→ Provided passage
-- Start --

Stanton. Beautiful, beautiful Stanton. Home of Venus' live nude ladies, “theaters” that feature bruised, hollow-eyed girls waving their clean-plucked naughty bits in the air, and a plethora of pawn shops where I like to do my Christmas shopping.
Stanton is the place the rest of us here in Orange County make fun of when we're tired of mocking Fontana.
Stanton—let's face it—is a nasty, stinking hole, and therefore the perfect place for your first-time home-buying needs.
* * *
A few months ago we received a letter from a frustrated reader. It read, in part, “Would someone please do a story on the housing crisis in Orange County!
“I would very much like to hear about how people in their late 20s-40s are dealing with the situation. I am college-educated, 35 years old, with a good job, and married with a combined income of about $100K, and we can't afford a home and refuse to pay $485,000 plus association fees for a two-bedroom apartment (condo). This basically pertains to anyone who is not poor enough and not rich enough to enter the housing market . . . what used to be middle class has been squeezed out.”
Being “poor enough” won't help you either, of course, until Jimmy Carter comes to town. But that's an affordable housing crisis story for another day.

-- End --

(Records from a data source)

-- Start --

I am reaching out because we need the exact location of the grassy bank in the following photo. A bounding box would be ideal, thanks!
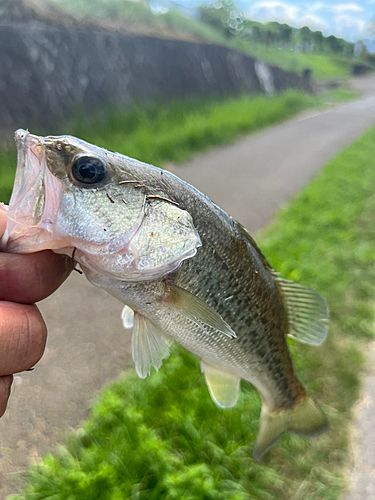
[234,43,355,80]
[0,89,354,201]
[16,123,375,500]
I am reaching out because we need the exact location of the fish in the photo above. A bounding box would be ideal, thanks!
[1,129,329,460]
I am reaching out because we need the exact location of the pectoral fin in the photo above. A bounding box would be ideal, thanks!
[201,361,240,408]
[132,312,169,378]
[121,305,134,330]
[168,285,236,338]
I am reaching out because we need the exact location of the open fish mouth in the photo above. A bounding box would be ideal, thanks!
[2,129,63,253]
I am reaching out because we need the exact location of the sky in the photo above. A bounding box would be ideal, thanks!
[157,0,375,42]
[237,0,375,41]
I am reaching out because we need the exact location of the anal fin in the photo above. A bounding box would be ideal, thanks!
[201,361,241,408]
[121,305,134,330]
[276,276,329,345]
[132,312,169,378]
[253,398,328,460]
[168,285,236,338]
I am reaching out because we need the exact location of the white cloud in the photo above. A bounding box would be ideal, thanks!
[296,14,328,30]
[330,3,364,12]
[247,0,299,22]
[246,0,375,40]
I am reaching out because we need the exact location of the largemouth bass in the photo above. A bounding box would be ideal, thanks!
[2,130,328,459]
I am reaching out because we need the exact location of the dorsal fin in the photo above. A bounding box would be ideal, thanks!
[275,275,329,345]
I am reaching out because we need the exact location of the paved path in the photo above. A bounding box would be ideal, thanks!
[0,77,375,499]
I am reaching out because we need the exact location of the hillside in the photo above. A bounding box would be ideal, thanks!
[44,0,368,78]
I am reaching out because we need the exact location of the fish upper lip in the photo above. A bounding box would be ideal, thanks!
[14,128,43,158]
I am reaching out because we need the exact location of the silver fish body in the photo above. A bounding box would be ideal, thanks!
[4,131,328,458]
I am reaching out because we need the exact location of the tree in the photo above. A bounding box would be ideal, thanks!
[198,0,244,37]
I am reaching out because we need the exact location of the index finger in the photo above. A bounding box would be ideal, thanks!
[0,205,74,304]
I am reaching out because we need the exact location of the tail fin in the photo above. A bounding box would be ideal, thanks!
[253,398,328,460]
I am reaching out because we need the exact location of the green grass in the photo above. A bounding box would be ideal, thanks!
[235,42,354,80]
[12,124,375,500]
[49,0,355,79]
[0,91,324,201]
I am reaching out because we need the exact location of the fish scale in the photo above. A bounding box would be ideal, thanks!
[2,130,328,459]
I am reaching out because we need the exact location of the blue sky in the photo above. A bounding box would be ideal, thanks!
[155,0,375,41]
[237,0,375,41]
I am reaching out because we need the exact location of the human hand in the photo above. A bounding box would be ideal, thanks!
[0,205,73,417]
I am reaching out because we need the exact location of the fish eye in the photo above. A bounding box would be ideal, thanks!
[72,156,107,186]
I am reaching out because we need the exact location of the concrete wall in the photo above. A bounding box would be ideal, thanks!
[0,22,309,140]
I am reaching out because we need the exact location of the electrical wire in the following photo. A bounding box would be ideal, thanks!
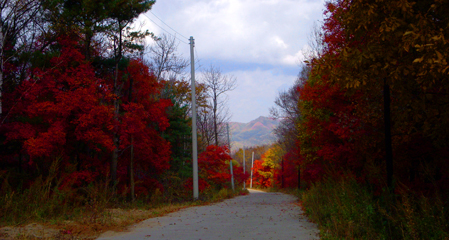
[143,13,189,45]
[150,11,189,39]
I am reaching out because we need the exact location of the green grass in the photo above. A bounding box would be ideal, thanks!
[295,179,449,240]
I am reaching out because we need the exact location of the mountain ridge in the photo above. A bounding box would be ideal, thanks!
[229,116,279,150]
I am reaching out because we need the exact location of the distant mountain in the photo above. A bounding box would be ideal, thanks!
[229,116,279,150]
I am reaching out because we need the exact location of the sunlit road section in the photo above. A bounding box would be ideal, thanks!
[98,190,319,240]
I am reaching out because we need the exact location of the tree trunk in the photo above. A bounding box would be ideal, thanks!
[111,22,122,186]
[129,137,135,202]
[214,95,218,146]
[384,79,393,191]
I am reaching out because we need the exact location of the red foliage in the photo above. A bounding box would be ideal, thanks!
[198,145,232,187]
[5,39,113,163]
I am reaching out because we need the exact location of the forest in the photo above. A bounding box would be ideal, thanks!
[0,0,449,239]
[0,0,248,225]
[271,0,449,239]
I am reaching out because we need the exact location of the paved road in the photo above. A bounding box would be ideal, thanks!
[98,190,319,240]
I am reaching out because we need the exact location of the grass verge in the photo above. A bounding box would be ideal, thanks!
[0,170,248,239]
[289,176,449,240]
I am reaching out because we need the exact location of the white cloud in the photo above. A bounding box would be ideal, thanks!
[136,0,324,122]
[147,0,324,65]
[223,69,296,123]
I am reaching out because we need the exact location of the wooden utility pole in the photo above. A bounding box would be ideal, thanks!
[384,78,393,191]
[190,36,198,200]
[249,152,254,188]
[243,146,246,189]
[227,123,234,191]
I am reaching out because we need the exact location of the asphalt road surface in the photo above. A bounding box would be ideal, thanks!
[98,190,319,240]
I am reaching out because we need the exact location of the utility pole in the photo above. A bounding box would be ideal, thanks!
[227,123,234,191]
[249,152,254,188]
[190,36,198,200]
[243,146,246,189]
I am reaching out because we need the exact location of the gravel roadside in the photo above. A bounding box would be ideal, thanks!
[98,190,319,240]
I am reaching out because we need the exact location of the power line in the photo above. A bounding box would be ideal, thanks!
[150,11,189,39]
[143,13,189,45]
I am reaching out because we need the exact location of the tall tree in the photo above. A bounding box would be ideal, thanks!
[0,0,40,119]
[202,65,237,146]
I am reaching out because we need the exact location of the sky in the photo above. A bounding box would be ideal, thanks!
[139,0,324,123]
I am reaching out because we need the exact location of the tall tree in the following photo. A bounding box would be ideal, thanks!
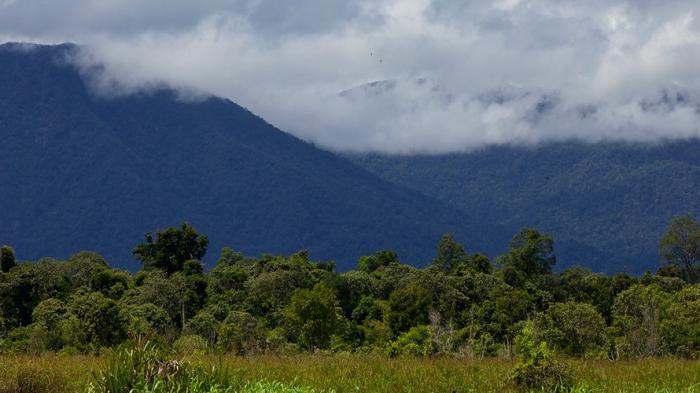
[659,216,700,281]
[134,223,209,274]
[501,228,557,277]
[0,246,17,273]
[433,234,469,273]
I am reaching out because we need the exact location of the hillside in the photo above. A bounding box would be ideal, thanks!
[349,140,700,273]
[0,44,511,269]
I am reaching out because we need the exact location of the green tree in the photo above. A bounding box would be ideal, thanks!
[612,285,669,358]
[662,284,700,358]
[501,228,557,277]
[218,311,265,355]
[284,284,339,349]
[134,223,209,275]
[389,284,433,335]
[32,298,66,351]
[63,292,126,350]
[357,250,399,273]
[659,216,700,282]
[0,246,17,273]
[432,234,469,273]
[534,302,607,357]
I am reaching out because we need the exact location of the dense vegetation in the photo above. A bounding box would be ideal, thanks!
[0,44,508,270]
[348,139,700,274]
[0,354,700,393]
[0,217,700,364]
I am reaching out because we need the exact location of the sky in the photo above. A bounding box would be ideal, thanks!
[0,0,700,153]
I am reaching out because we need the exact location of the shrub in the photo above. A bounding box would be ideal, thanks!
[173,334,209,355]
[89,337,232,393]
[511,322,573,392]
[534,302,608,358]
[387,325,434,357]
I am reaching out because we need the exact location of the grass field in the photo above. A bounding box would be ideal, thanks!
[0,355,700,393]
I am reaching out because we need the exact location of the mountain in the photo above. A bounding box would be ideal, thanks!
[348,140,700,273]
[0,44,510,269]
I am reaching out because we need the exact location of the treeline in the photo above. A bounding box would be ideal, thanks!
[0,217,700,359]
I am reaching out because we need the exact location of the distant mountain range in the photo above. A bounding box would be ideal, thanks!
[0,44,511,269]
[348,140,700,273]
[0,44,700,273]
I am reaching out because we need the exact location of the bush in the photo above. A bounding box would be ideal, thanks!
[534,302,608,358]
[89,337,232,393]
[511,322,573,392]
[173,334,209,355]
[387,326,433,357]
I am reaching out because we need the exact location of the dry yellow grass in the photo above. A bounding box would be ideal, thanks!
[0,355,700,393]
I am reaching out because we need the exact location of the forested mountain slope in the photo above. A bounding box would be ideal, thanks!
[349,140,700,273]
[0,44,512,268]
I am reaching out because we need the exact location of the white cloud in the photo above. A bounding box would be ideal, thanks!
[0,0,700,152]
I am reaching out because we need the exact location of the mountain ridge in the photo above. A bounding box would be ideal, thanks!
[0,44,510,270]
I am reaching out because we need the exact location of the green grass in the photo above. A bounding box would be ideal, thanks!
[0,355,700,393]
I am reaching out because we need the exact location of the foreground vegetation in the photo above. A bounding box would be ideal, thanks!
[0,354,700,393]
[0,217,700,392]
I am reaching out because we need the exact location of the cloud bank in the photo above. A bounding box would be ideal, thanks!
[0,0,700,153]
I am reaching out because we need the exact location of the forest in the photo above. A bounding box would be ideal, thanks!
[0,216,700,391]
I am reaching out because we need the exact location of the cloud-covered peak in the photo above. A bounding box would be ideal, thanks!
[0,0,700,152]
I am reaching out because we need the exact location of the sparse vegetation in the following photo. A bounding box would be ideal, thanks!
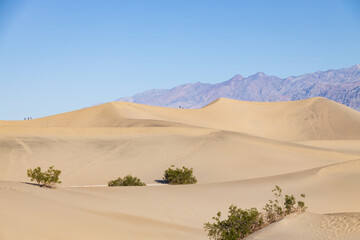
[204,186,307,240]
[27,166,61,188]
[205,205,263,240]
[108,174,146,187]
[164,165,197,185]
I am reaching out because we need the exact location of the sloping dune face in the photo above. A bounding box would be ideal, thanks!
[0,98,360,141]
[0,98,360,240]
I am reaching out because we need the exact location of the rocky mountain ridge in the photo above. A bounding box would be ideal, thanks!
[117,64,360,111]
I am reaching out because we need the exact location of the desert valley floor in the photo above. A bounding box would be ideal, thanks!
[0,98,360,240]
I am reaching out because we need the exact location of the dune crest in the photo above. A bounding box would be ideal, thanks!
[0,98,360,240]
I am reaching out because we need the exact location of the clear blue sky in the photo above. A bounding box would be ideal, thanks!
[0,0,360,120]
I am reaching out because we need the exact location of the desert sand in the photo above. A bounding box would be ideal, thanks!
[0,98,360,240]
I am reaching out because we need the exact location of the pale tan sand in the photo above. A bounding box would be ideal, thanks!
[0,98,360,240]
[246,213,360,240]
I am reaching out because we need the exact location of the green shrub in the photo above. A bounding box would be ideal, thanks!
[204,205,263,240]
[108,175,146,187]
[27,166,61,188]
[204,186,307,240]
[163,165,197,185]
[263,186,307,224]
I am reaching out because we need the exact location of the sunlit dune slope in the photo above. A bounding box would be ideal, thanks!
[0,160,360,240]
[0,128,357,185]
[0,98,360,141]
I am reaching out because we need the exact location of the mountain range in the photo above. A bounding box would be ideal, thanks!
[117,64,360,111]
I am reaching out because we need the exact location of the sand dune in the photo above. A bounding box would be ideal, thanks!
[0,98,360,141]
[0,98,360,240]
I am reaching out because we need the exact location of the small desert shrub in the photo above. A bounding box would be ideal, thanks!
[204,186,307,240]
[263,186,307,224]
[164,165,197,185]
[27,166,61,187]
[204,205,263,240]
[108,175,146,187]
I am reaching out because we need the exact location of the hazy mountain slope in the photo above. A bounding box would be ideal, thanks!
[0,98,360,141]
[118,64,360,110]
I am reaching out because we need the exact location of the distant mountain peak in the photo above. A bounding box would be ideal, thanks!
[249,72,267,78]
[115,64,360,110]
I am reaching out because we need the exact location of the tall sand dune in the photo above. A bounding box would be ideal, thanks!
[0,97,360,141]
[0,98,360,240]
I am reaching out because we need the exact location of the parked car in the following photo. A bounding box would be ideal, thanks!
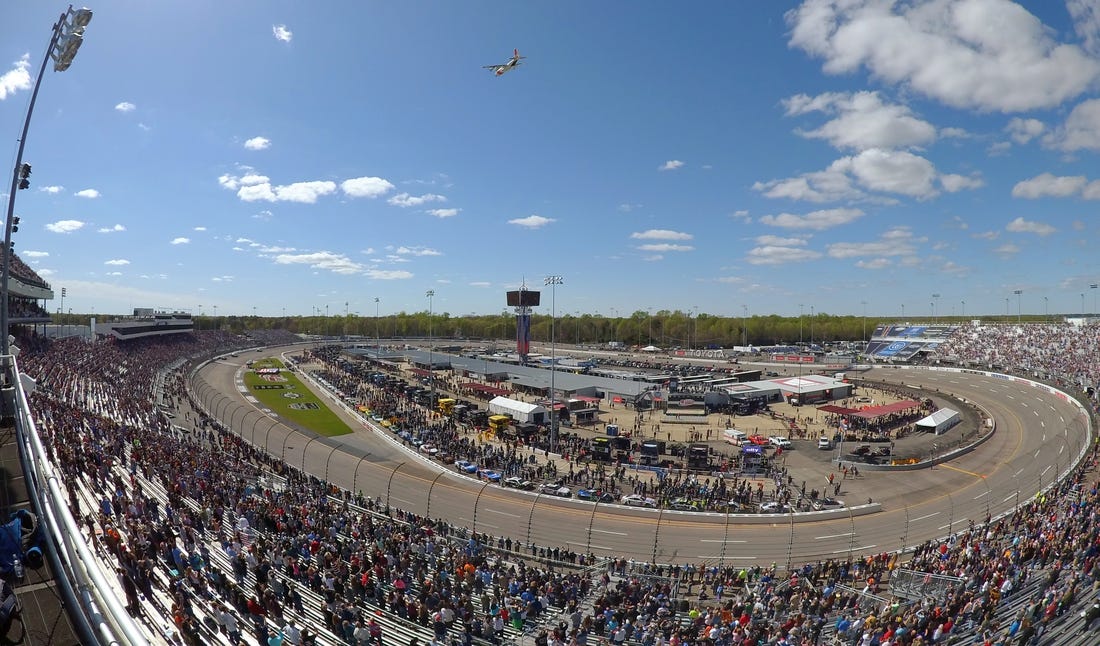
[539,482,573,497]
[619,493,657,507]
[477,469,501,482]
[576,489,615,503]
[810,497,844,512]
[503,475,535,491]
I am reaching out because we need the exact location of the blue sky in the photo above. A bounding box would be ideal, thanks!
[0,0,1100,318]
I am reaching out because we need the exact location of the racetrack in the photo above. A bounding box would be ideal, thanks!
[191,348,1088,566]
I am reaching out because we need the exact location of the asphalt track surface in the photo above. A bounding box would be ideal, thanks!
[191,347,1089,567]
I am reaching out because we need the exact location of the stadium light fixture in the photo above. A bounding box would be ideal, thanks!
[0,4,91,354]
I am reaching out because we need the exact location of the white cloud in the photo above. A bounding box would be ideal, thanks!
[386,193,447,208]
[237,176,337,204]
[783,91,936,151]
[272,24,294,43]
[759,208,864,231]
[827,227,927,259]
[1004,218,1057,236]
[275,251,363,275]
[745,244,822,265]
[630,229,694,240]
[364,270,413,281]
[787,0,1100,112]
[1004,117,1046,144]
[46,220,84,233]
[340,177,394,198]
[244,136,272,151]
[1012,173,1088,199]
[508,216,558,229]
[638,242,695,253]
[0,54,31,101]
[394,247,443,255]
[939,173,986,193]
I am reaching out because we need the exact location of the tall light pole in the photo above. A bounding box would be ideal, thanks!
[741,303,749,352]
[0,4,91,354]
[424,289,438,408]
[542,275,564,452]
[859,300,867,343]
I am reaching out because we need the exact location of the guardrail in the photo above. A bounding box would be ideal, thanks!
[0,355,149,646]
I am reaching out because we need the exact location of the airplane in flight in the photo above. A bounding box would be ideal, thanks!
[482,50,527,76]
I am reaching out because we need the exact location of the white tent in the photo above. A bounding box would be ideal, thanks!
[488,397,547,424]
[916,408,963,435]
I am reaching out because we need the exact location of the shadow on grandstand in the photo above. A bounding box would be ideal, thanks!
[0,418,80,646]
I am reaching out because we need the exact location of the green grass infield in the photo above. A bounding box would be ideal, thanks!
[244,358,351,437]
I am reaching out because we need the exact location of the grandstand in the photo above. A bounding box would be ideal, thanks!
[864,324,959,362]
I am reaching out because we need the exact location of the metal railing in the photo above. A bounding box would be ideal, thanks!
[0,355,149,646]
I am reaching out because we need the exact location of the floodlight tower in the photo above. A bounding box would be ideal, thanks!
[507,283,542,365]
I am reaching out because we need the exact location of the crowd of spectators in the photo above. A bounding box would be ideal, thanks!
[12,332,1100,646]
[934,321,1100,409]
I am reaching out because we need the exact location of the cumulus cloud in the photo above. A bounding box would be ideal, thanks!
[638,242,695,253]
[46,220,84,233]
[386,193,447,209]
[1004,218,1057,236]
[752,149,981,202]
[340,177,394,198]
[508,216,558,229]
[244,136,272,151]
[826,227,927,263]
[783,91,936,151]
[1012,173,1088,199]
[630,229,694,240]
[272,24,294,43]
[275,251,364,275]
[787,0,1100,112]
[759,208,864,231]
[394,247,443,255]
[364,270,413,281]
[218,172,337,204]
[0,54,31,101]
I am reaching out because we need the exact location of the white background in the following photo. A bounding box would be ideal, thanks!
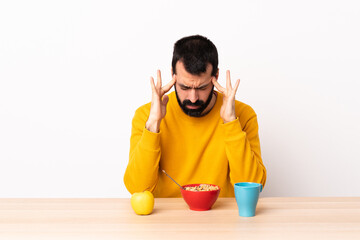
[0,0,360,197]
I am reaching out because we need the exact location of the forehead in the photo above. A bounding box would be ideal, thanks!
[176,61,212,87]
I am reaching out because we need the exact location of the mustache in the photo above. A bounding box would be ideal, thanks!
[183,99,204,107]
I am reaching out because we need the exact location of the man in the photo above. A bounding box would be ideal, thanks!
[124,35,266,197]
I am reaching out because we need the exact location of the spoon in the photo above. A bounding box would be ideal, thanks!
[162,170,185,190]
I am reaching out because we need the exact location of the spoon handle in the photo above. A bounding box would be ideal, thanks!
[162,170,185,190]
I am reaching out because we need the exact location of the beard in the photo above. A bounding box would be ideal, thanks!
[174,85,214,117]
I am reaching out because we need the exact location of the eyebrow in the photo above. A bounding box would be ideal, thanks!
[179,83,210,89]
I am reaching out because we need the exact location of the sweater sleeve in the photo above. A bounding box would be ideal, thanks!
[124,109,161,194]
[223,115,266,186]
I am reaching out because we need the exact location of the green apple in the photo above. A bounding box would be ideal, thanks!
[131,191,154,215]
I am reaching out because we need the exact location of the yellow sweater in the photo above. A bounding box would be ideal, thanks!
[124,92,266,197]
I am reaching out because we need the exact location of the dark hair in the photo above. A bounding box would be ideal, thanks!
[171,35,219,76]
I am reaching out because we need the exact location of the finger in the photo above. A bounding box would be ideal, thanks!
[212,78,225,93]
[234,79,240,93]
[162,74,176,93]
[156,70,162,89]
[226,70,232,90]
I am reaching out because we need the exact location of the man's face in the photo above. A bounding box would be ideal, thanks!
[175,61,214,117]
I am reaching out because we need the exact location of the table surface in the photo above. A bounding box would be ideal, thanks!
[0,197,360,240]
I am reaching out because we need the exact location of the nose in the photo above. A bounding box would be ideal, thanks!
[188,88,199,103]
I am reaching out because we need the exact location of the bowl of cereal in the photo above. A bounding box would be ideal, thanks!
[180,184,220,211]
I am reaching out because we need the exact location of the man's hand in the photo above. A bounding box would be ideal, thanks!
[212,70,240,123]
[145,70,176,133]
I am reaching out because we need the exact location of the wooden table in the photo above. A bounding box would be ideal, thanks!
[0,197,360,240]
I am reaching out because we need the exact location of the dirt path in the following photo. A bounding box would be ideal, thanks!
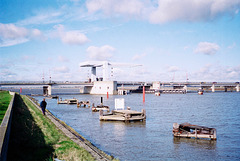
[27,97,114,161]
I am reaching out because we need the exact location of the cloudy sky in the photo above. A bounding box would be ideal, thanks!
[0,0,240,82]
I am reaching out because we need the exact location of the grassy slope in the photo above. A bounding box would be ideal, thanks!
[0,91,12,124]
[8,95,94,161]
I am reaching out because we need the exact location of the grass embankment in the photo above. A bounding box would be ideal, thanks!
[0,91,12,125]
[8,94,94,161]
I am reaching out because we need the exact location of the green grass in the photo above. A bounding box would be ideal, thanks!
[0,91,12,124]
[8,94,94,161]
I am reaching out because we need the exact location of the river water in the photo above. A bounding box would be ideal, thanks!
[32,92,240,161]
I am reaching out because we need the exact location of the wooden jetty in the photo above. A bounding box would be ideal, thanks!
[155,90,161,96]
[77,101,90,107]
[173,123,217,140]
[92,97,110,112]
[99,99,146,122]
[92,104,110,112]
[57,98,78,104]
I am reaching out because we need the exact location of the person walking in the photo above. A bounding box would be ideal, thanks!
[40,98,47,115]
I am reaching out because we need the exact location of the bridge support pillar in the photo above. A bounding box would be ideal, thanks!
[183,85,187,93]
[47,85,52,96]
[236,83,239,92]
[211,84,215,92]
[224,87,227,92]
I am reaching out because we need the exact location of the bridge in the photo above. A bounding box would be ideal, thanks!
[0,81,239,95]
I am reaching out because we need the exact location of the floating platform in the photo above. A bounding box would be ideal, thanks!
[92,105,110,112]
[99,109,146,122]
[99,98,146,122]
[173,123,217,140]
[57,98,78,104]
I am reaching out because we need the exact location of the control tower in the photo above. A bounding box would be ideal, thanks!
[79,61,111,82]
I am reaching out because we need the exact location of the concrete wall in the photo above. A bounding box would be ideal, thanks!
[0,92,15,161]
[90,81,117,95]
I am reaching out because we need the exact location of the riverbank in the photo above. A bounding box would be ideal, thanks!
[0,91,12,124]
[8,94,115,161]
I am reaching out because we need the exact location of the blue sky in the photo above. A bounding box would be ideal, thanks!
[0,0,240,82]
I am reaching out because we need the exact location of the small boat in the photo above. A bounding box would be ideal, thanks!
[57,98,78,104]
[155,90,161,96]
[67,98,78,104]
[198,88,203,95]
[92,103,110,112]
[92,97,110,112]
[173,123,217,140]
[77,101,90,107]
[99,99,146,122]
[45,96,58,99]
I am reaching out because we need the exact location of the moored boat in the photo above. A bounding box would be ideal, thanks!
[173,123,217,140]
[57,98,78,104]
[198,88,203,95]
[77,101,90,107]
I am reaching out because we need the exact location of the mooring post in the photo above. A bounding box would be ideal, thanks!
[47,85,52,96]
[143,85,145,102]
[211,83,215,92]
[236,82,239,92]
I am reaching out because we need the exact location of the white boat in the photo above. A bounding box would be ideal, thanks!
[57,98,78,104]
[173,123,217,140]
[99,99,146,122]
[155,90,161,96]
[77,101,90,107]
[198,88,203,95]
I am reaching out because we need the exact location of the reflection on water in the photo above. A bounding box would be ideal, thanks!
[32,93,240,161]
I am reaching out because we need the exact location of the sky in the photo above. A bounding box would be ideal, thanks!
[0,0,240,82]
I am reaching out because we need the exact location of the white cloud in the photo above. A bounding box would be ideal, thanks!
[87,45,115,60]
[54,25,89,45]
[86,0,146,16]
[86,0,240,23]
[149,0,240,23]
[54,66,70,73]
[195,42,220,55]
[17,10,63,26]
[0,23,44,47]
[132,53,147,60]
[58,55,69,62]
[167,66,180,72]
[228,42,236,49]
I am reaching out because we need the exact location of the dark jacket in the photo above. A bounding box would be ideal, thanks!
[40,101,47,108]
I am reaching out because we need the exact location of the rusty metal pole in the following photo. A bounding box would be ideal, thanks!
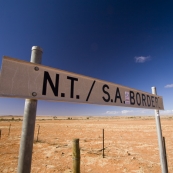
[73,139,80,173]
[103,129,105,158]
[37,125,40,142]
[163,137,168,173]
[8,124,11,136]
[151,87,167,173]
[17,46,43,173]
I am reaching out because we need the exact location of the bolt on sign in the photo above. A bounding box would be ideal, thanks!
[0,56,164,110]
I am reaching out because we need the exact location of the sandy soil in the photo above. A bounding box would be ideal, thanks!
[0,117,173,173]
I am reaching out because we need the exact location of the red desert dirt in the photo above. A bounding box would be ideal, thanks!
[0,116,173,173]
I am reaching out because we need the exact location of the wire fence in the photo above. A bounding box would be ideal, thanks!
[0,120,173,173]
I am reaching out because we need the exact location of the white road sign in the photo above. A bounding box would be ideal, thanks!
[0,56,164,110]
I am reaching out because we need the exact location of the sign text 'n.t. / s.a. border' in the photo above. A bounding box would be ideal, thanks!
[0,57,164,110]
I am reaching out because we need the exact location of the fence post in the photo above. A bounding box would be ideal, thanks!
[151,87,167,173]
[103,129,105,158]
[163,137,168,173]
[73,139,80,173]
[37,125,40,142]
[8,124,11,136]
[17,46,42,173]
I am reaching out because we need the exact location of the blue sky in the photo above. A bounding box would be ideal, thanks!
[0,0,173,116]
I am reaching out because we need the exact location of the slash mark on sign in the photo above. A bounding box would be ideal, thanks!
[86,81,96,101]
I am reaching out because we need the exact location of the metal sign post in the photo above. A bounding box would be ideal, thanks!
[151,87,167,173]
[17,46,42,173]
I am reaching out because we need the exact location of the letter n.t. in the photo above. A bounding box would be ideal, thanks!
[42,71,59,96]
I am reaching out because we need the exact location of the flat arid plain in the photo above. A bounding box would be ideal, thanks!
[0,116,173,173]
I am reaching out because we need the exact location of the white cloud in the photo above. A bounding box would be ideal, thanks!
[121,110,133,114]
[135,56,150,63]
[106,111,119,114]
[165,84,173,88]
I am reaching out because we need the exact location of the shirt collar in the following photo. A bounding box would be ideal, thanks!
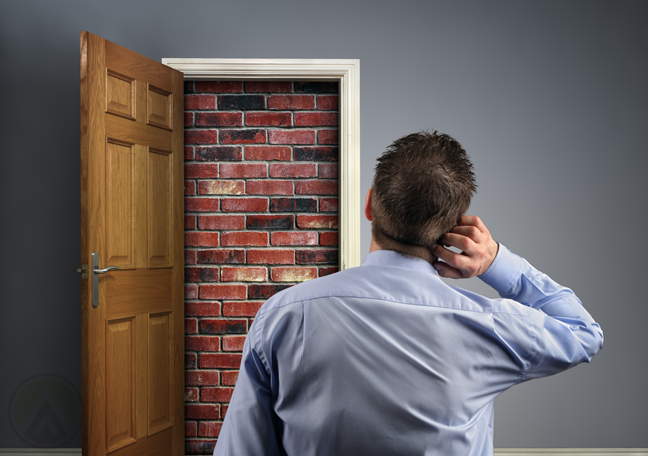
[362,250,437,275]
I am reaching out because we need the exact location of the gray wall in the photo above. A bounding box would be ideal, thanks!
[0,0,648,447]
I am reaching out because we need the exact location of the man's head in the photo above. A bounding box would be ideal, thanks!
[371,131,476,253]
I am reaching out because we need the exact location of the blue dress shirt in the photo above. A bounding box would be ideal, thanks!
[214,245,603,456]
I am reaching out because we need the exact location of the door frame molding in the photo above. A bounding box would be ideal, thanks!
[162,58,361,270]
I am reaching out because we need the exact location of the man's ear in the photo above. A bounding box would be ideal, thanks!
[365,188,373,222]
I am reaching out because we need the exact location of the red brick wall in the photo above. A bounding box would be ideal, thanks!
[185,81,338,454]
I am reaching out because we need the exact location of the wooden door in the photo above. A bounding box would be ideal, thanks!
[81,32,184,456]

-- End --

→ Requirement 1
Which cities and counties does the article on Stanton name? List each one once.
→ Requirement 2
Pick up the article on Stanton and the Orange County housing squeeze right after its last sentence, and keep writing it.
None of the records are needed for this work.

→ Exercise response 1
Stanton, Orange County, Fontana

→ Exercise response 2
My editor, naturally, thought this young couple's letter was a grand idea for an article. “How could someone like you,” he asked, “who earns the county's median household income, but who owns no actual money as such, buy a house?” He wanted real, creative solutions, he said, not snotty commentary.
I tried to argue: this market is going to crash, I said, probably no later than 2007 (when the first wave of interest-only loans' balloon payments come due), and all those people who have interest-only loans—one-third of the loans that were opened last year were interest-only—are going to suck it, which is the scientific term. You know when the last time was that interest-only loans were as popular as they've been in the past two years? In the 1920s, so there's a little food for thought.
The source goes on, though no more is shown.